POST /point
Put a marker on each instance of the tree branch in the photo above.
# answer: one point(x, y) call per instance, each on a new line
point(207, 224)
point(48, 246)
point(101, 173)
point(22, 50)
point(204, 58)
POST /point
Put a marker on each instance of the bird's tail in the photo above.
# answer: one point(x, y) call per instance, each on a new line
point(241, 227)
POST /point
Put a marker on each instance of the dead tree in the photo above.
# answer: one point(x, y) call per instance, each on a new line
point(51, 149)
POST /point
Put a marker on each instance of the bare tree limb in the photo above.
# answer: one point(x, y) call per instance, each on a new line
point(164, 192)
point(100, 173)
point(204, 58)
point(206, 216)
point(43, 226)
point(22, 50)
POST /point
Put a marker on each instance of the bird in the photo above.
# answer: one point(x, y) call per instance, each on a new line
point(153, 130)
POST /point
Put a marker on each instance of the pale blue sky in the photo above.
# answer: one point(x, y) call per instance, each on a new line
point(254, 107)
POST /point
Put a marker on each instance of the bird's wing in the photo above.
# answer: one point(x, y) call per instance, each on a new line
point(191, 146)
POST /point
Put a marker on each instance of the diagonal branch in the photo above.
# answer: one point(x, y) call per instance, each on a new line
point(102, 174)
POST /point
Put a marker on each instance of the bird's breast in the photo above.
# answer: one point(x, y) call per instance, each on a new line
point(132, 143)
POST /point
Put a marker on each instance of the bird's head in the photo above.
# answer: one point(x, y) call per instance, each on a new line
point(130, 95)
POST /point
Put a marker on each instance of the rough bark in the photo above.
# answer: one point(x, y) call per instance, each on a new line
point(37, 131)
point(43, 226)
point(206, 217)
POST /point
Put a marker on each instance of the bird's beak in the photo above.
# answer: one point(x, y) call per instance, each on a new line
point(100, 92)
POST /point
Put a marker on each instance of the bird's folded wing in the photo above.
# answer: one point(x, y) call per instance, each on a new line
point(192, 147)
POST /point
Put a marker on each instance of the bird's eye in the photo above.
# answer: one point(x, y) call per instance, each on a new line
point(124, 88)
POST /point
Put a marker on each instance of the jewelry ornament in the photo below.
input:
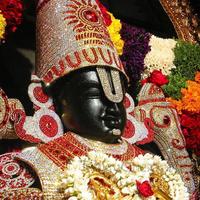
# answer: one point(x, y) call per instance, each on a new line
point(12, 174)
point(45, 125)
point(99, 176)
point(135, 131)
point(7, 107)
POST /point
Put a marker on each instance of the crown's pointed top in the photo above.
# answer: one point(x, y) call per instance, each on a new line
point(71, 34)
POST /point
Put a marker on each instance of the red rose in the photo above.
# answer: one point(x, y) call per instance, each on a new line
point(158, 78)
point(144, 188)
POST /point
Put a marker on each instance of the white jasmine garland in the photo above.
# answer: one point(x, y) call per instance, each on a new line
point(160, 57)
point(75, 178)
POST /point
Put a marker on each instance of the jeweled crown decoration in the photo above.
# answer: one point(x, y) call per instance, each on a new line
point(71, 34)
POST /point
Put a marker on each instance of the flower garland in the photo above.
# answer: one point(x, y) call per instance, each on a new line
point(114, 31)
point(136, 46)
point(12, 13)
point(133, 182)
point(163, 62)
point(2, 26)
point(188, 107)
point(168, 63)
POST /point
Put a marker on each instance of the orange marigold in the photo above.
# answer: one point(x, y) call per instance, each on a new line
point(190, 98)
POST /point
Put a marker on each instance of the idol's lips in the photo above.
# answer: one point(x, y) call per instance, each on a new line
point(111, 122)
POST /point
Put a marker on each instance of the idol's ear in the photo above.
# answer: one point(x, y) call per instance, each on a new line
point(7, 108)
point(45, 125)
point(135, 131)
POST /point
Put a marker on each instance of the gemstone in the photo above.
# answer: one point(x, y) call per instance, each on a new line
point(91, 16)
point(166, 120)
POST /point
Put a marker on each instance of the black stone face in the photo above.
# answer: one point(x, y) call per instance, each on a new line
point(84, 108)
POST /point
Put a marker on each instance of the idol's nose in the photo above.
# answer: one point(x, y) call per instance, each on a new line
point(113, 109)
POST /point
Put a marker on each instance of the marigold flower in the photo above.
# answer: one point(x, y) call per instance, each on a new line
point(114, 31)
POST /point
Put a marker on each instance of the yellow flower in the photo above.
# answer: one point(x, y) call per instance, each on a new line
point(114, 31)
point(2, 25)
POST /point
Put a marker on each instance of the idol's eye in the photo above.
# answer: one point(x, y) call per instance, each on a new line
point(166, 120)
point(161, 116)
point(91, 92)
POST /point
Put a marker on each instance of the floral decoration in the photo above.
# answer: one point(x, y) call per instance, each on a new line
point(12, 12)
point(114, 31)
point(156, 77)
point(163, 62)
point(188, 107)
point(190, 100)
point(168, 63)
point(2, 25)
point(134, 180)
point(136, 46)
point(106, 15)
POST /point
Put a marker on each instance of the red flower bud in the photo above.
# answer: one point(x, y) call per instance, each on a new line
point(144, 188)
point(158, 78)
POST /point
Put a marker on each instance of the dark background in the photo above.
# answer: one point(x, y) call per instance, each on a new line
point(17, 54)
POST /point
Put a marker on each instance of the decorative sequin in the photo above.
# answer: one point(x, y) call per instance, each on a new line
point(13, 175)
point(71, 35)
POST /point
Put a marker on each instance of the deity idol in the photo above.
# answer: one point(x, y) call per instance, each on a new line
point(79, 92)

- **Task details**
Take each line above that holds the string "crown" and copy it.

- **Exercise answer**
Put a marker on each instance of the crown's pointed top in the photo above.
Put a marker on each instance of the jeweled crown decoration in the photo above.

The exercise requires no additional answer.